◆ ABOUT THIS EXERCISE
Give every entry again, word for word and in full.

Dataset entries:
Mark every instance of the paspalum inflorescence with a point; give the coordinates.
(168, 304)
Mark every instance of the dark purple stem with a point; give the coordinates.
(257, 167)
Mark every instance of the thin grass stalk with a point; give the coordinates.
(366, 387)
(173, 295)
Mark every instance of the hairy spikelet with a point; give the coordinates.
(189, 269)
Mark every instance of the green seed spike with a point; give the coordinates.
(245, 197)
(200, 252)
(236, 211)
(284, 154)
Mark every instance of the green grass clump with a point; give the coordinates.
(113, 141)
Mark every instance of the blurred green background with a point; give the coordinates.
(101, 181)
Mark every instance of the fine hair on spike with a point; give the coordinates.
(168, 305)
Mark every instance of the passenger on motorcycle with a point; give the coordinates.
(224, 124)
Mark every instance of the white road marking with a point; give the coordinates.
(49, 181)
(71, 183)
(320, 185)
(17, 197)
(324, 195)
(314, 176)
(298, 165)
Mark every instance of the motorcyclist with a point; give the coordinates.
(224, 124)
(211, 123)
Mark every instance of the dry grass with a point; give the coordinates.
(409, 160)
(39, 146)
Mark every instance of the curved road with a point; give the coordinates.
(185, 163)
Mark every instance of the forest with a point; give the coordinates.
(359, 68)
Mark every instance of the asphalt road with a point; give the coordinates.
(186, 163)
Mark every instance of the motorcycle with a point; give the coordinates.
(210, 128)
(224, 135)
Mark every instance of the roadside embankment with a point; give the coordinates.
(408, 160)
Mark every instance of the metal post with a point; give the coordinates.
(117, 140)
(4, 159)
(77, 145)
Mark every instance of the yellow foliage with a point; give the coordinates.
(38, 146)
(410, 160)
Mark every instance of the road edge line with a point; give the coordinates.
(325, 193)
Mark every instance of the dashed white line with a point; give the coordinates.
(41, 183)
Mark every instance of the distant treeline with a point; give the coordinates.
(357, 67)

◆ TASK RESPONSE
Mark every instance of the paspalum inflorescence with a point; give the coordinates.
(168, 304)
Mark every instance of the dark purple stem with a point; give the coordinates.
(257, 167)
Mark every instance of the thin grass stalk with a point; give the coordinates.
(366, 387)
(173, 295)
Mark every instance of the hairy spikelet with a point; give the coordinates.
(189, 269)
Mark every instance of the green seed spike with a point; give the coordinates.
(245, 197)
(200, 252)
(236, 211)
(284, 154)
Mark every instance of the green grass clump with a point; give the coordinates.
(113, 141)
Mark every instance of the blurred green background with a point; give the coordinates.
(101, 181)
Mark every instance of the fine hair on spike with a point; give the coordinates.
(168, 305)
Mark every instance of the passenger on motorcycle with a point; give the coordinates.
(224, 124)
Mark every instance of the white road marking with a point; give the coordinates.
(49, 181)
(71, 183)
(320, 185)
(17, 197)
(324, 195)
(314, 176)
(298, 165)
Mark every instance of the motorcyclist with a point; give the coordinates.
(224, 124)
(211, 123)
Mark every instance of the dry grass with a point; give the coordinates.
(409, 160)
(39, 146)
Mark every instance of the curved road with a point; give the coordinates.
(185, 163)
Mark every instance of the forest with a point; give the coordinates.
(359, 68)
Mark every instance of the asphalt road with a point; give the coordinates.
(186, 163)
Mark every instance of the motorcycle with a point; give the coordinates.
(210, 128)
(224, 135)
Mark every instance of the roadside embankment with a point; give the coordinates.
(408, 160)
Mark every instance of the metal post with a point; give the coordinates.
(117, 140)
(4, 159)
(77, 145)
Mark every instance of the yellow foliage with a point; give the coordinates.
(38, 146)
(410, 160)
Mark every instance of the road edge line with a point; give the coordinates.
(325, 193)
Mark every instance of the dashed white line with a point; give the coordinates.
(41, 183)
Mark every instance of the distant treeline with a point; give the coordinates.
(357, 67)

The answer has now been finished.